**THE TASKS:**
1. According to the SHP format description, how large is the palette array that follows the frames info table when the palette flag is enabled?
2. Carry on with the SHP format description, writing what comes after its last sentence.

**SOURCE EXTRACT:**

—————

Westwood SHP Format (TD)
The sprite format used in Command & Conquer (also known as "Tiberian Dawn"), Red Alert and Sole Survivor is a collection of compressed 8-bit frames that all have the same dimensions. It can use two different compression algorithms, namely LCW and XOR Delta, and normally uses the most optimal one for each frame, though the use of XOR Delta is optional. The format technically supports an internal colour palette and an X and Y offset for the frames, but these options are ignored by the games that use it.
|0x00||UINT16LE||Frames||Number of frames in the file.|
|0x02||UINT16LE||XPos||X-offset. Should be ignored.|
|0x04||UINT16LE||YPos||Y-offset. Should be ignored.|
|0x06||UINT16LE||Width||Width of the frames.|
|0x08||UINT16LE||Height||Height of the frames.|
|0x0A||UINT16LE||DeltaSize||Largest buffer size needed to decompress the frames.|
|0x0C||BYTE||Flags||Extra options. Bit 1 of this technically enables an embedded colour palette, but it is unused in the games.|
The XPos and YPos are often set in the headers of original game files as a side effect of Westwood's conversion process, but they are not applied by the games, and should be ignored. An embedded colour palette will most likely also be ignored by the games, since SHP files are typically small sprites drawn on a scene that already has a palette set.
Frames info table
After the header comes an array of size
Frames + 2, with 8-byte entries that each have the following structure:
|0x00||UINT24LE||DataOffset||A three-byte integer value giving the offset to the frame's compressed data. Since both the LCW and XOR Delta compressions end their data with specific end markers, no end offset is needed.|
|0x03||BYTE||DataFormat||The compression format in which the data at DataOffset is stored. See below.|
|0x04||UINT24LE||ReferenceOffset||Contains the referenced DataOffset or frame number in case XOR chaining is used. See below.|
|0x07||BYTE||ReferenceFormat||Reference format in case XOR chaining is used. See below.|
Technically, these are two UINT32LE values with bit flags enabled in their highest byte. This might also be the simplest way to read them; by reading a UINT32LE, bit-masking the value with 0xFFFFFF to get the offset, and down-shifting the value by 24 bits to get the format.
It is unknown if the ReferenceFormat is used in any way; the way to handle the data seems to be completely defined by the DataFormat. It can of course be used as consistency check to confirm that the format is valid, and when writing a SHP file, it's better to conform to the known standards to ensure the game handles the file correctly.
If the palette flag is enabled, this table is followed by a 768-byte array containing a 256-colour 6-bit RGB VGA palette. After that follows the actual data referenced at the DataOffset addresses in the table. Unlike in WSA format, the palette is taken into account in the offsets, so no adjustments are needed on them.

—————

**STORED ROWS:**

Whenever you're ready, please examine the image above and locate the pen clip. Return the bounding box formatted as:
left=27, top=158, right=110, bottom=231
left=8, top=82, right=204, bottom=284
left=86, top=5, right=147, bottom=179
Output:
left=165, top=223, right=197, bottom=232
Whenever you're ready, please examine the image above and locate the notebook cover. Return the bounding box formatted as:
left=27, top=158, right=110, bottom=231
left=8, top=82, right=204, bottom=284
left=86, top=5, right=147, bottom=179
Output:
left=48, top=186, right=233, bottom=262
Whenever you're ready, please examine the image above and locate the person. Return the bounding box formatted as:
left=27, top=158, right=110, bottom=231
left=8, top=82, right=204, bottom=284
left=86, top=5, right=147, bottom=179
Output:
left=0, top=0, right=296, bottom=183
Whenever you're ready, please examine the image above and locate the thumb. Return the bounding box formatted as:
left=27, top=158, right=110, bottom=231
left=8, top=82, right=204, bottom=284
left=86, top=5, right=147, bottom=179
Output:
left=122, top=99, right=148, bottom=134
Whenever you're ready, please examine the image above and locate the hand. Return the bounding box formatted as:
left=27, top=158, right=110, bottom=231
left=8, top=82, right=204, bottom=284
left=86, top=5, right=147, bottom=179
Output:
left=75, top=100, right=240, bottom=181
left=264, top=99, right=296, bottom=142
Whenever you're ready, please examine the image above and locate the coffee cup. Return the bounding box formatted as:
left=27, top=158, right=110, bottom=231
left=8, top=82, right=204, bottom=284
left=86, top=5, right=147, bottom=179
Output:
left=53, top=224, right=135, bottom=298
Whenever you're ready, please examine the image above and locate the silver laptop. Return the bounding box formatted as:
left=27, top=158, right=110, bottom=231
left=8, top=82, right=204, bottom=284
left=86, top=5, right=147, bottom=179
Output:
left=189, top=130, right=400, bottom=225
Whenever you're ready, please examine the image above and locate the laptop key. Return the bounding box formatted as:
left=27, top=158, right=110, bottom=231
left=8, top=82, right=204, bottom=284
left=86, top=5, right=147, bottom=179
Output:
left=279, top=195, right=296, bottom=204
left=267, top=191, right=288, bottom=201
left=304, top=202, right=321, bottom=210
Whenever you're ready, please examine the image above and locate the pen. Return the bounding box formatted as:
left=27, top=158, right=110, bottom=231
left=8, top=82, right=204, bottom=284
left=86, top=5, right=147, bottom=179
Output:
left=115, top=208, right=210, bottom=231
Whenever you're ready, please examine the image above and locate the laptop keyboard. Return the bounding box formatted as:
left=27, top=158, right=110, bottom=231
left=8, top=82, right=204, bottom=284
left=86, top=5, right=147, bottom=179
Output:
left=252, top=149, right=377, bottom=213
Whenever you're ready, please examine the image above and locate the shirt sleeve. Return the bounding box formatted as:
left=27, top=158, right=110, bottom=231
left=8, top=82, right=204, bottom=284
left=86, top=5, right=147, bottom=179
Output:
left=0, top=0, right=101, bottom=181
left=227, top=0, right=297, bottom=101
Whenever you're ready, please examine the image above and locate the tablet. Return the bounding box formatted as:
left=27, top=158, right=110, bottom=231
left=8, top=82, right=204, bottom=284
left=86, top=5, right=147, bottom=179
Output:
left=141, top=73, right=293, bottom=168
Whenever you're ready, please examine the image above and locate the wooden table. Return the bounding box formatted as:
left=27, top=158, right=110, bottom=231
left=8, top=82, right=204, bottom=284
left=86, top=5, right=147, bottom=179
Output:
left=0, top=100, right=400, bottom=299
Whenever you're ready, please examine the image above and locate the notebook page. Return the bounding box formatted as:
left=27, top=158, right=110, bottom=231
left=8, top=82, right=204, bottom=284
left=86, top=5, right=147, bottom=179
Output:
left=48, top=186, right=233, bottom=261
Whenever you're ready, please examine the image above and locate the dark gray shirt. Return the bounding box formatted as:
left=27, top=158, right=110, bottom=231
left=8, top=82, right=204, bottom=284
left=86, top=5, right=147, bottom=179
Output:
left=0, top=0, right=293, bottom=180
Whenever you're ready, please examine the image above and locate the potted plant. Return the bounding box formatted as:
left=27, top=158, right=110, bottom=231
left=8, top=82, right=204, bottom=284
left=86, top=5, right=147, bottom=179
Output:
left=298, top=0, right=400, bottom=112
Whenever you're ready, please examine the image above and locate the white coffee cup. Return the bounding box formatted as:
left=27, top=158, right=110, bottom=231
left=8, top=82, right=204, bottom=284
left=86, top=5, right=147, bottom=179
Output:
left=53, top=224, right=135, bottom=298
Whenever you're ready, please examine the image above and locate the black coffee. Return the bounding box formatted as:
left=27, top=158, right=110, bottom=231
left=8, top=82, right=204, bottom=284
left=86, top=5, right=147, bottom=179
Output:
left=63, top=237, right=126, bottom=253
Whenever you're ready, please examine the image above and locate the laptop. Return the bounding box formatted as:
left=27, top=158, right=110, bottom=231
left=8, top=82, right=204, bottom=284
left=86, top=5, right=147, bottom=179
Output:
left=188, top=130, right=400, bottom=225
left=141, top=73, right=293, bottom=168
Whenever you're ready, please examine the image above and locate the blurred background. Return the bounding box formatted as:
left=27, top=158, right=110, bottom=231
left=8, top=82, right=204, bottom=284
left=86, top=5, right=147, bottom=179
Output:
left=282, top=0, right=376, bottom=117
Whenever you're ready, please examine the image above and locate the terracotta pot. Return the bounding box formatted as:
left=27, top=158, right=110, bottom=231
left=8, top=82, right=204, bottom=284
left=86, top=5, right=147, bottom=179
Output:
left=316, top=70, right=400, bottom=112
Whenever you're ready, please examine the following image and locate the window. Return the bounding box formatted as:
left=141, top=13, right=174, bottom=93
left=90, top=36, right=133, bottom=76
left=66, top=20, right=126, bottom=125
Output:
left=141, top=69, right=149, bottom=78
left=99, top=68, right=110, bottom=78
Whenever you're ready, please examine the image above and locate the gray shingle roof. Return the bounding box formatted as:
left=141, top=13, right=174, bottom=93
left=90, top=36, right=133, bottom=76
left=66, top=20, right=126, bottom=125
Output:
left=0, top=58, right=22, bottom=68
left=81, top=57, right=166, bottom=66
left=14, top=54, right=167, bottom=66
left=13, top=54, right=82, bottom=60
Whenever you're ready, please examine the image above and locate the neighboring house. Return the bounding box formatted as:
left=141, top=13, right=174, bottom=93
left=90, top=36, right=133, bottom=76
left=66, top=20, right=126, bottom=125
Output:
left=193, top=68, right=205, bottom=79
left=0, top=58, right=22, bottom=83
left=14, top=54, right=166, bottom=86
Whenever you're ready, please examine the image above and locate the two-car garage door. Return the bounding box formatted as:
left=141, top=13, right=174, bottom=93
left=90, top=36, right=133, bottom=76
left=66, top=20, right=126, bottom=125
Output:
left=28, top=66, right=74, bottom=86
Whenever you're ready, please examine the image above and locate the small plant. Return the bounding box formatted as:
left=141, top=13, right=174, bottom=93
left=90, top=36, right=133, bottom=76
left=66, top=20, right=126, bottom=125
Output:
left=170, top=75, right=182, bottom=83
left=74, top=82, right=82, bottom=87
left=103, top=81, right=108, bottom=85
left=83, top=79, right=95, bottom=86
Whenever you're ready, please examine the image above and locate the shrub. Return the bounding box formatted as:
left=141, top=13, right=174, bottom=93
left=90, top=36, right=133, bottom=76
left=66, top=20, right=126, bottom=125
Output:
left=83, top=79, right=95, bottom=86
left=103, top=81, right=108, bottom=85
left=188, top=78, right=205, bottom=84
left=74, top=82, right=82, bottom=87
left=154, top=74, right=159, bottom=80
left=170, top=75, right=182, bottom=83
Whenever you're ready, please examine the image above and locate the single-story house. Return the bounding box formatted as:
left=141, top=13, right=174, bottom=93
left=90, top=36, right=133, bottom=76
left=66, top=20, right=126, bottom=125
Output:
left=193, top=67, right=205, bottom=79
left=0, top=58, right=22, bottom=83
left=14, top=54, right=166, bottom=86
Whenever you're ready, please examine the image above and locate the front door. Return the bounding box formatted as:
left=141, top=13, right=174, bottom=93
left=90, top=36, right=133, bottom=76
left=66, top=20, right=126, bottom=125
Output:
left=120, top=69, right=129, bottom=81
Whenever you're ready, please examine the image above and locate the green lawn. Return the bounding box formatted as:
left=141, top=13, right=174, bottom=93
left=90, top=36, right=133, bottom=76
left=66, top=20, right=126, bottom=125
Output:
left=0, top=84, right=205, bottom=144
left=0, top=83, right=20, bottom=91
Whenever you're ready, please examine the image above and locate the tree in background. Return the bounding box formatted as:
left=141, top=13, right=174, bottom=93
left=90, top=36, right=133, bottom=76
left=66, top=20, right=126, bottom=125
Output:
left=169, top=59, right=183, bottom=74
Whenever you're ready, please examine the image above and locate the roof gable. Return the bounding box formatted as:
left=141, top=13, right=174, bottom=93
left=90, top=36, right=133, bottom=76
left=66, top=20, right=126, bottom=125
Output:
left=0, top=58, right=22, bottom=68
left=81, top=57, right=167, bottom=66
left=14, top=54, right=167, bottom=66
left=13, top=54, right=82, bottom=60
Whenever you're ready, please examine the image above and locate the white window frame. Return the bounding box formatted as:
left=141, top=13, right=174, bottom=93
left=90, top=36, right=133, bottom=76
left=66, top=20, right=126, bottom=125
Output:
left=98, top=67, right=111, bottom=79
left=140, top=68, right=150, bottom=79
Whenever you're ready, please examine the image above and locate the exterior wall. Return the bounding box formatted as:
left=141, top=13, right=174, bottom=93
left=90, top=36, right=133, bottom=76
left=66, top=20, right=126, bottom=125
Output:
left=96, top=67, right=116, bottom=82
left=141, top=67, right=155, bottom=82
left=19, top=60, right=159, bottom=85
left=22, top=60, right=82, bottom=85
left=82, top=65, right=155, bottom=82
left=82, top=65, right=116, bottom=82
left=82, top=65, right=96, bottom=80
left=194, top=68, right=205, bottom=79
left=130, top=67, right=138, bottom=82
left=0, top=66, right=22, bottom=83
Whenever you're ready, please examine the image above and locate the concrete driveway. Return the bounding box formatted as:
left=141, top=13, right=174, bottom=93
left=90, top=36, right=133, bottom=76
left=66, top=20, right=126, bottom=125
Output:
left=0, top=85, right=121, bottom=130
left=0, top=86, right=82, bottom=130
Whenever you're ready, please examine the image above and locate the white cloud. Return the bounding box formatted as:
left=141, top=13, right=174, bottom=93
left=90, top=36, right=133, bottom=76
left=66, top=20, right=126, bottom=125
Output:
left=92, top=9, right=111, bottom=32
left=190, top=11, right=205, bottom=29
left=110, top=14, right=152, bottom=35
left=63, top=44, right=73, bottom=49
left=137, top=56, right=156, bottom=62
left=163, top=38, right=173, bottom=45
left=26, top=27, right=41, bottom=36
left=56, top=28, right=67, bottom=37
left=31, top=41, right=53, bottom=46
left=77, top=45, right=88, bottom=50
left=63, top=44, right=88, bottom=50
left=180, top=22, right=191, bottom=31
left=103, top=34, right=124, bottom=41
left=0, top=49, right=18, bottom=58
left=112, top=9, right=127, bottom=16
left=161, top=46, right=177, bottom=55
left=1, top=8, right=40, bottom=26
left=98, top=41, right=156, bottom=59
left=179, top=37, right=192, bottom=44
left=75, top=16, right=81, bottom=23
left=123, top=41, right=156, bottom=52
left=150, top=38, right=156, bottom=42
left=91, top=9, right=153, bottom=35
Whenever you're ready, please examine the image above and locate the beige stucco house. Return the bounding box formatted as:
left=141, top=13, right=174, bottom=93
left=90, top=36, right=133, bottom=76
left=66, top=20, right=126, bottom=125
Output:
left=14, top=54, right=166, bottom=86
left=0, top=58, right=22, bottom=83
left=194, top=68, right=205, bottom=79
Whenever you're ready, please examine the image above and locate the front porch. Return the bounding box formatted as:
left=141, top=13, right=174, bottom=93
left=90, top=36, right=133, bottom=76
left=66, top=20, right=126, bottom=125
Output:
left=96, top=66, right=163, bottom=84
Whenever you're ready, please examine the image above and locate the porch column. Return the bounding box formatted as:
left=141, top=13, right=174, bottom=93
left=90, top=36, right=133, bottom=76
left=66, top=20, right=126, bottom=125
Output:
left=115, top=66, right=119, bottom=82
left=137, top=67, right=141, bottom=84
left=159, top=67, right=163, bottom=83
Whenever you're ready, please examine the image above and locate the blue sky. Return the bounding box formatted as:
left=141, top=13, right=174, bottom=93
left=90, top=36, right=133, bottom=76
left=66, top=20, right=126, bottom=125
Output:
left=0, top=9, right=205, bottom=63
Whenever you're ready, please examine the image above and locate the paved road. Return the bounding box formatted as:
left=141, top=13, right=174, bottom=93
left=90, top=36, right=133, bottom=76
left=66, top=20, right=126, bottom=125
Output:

—————

**SET OF ANSWERS:**
1. It is a 768-byte array holding a 256-colour 6-bit RGB VGA palette.

2.
There are three possible ways in which a frame can be stored, depending on the DataFormat. This is how the table entries look for each of these ways:
The most straightforward frame type is an LCW-compressed frame.
- DataOffset: points to the LCW data to uncompress to get the frame graphics.
- DataFormat: set to 0x80, indicating LCW.
- ReferenceOffset: irrelevant, and left empty.
- ReferenceFormat: irrelevant, and left empty.
XOR Base Frame
In case the differences with a previously-saved LCW frame are minimal, XOR Delta compression is used to save instructions for transforming the previous frame's data into the new frame.
- DataOffset: points to the XOR data to apply.
- DataFormat: set to 0x40, indicating XOR Base.
- ReferenceOffset: Contains the DataOffset of the referenced LCW frame.
- ReferenceFormat: set to 0x80 (LCW). It is unknown if (and unlikely that) any of the other formats are supported as reference.
XOR Chain Frame
The third case, chained XOR, is a bit peculiar: it is an XOR with the immediately preceding XOR frame. It can only chain from either an XOR Base frame, or another XOR Chain frame.
- DataOffset: points to the XOR data to apply.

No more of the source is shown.